Brief 1
Answer these questions from the nanotechnology text, marking each answer (a), (b) or (c):
(a) Which disciplines does the nanotechnology revolution bridge?
(b) What technique is named for growing nano crystals/structures?
(c) Which synthesis routes for ceramic nano-particles are listed?
Brief 2
Repeat the passage of the nanotechnology text starting at "Since the fabrication" and ending at "Layer Assisted technique.".
Brief 3
Summarize the nanotechnology text in two sentences.

Text block
---
Since the fabrication of transistor and IC's, nanotechnology is bringing yet another revolution in science and technology. This revolution bridges over different disciplines such as chemistry, physics and biology. The present talk is divided into two parts: the first one will present an overview of nanotechnology and the second part will include a discussion of the growth of nano crystals/structures using Buffer Layer Assisted technique.
This seminar will introduce the basics of nanotechnology. Alongwith the fundamentals, it will overview current research trends and the underlying problems in nanotechnology. Focus will be on ceramic nano-particles, such as their synthesis routes (including thermal hydrolysis, hydrothermal processes and solid state reaction). Some applications of nano-ceramics will also be mentioned.
---
Extracted records
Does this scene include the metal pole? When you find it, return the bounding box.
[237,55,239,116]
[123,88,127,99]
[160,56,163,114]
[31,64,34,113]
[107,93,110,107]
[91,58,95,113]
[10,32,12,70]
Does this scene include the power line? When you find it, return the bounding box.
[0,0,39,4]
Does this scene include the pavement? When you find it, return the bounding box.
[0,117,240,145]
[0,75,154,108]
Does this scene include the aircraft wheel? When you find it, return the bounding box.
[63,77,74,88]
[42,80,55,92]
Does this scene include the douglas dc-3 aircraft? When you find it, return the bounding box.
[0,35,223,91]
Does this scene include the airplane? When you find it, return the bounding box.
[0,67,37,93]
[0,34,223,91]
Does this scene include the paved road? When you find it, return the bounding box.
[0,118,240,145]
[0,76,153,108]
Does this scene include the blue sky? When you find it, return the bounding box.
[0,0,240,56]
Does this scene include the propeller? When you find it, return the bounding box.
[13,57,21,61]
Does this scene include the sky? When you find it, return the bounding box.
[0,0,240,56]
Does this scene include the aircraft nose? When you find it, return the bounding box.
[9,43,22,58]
---
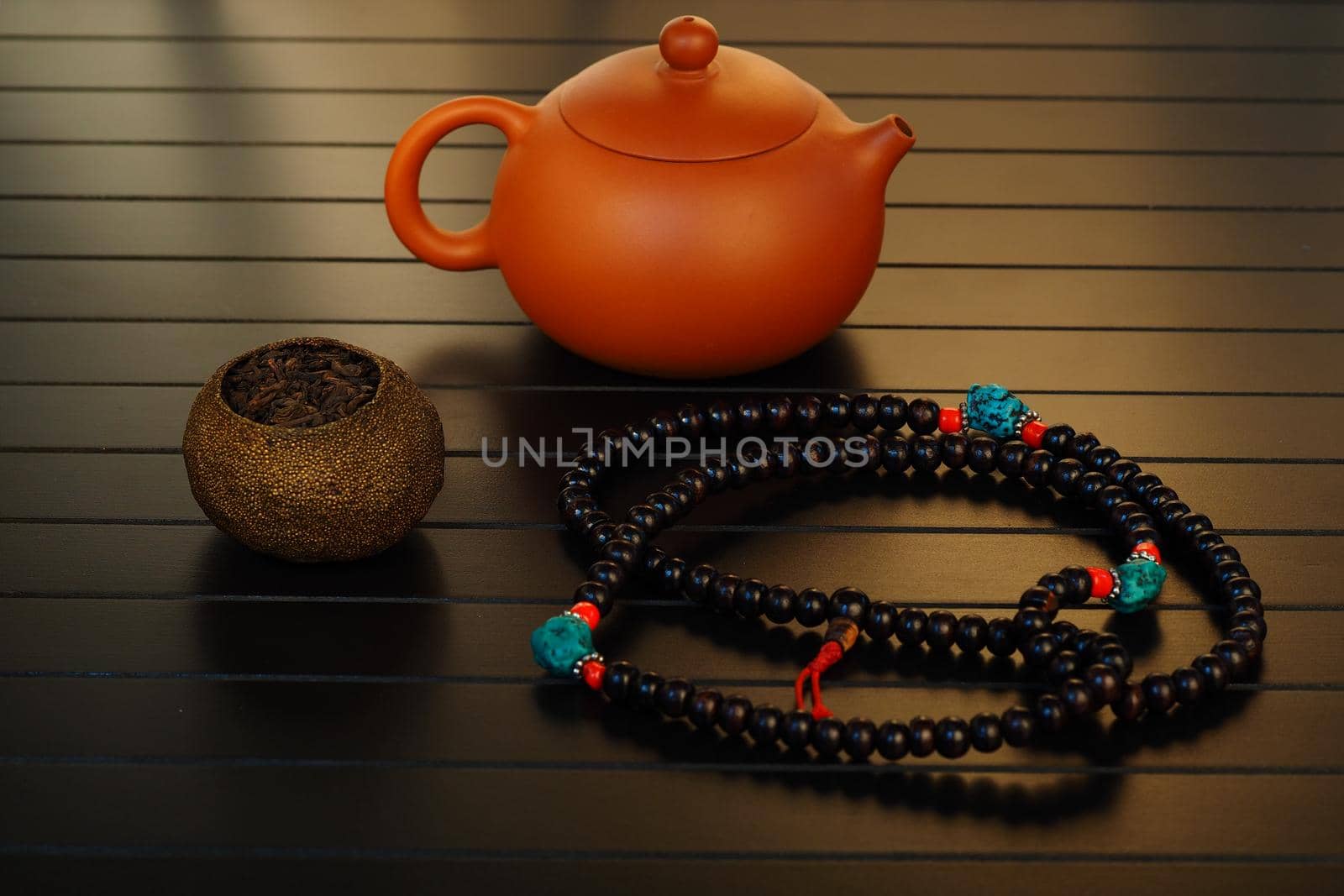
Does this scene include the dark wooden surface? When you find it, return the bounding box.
---
Task output 1
(a) Chemistry, physics and biology.
(b) The Buffer Layer Assisted technique.
(c) Thermal hydrolysis, hydrothermal processes and solid state reaction.

Task output 2
Since the fabrication of transistor and IC's, nanotechnology is bringing yet another revolution in science and technology. This revolution bridges over different disciplines such as chemistry, physics and biology. The present talk is divided into two parts: the first one will present an overview of nanotechnology and the second part will include a discussion of the growth of nano crystals/structures using Buffer Layer Assisted technique.

Task output 3
A two-part talk is described: the first part gives an overview of nanotechnology, a revolution that bridges chemistry, physics and biology, and the second discusses the growth of nano crystals/structures using the Buffer Layer Assisted technique. A seminar is also described that will introduce the basics of nanotechnology, its current research trends and underlying problems, focusing on synthesis routes for ceramic nano-particles and mentioning some applications of nano-ceramics.